Problem description
Lay out the records as a two-column CSV with columns named input and output, covering the records from their start up to and including the line with "<point>399,285</point>". Give one row for each text and its answer, each in one quoted field with line breaks turned into spaces, and leave the pictures out.

Point annotation dataset records
/---

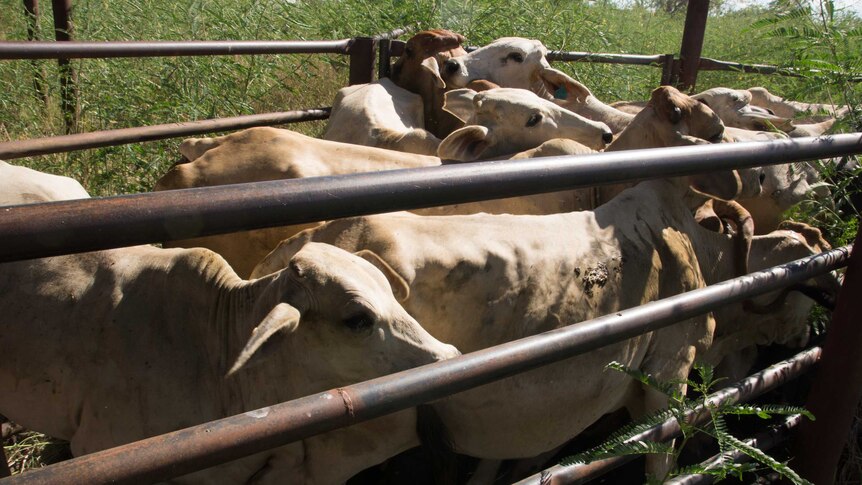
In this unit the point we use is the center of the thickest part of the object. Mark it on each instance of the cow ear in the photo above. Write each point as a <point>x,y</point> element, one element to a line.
<point>464,144</point>
<point>562,87</point>
<point>459,102</point>
<point>767,122</point>
<point>280,321</point>
<point>430,66</point>
<point>399,285</point>
<point>724,184</point>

\---

Reply
input,output
"In this unit the point we use is the center of the thickest part of the object. Mark it on each instance of the cow ear in the photo above. Write each point as a <point>x,y</point> element, one element to a line.","<point>464,144</point> <point>562,87</point> <point>459,102</point> <point>767,122</point> <point>280,321</point> <point>430,66</point> <point>399,285</point>"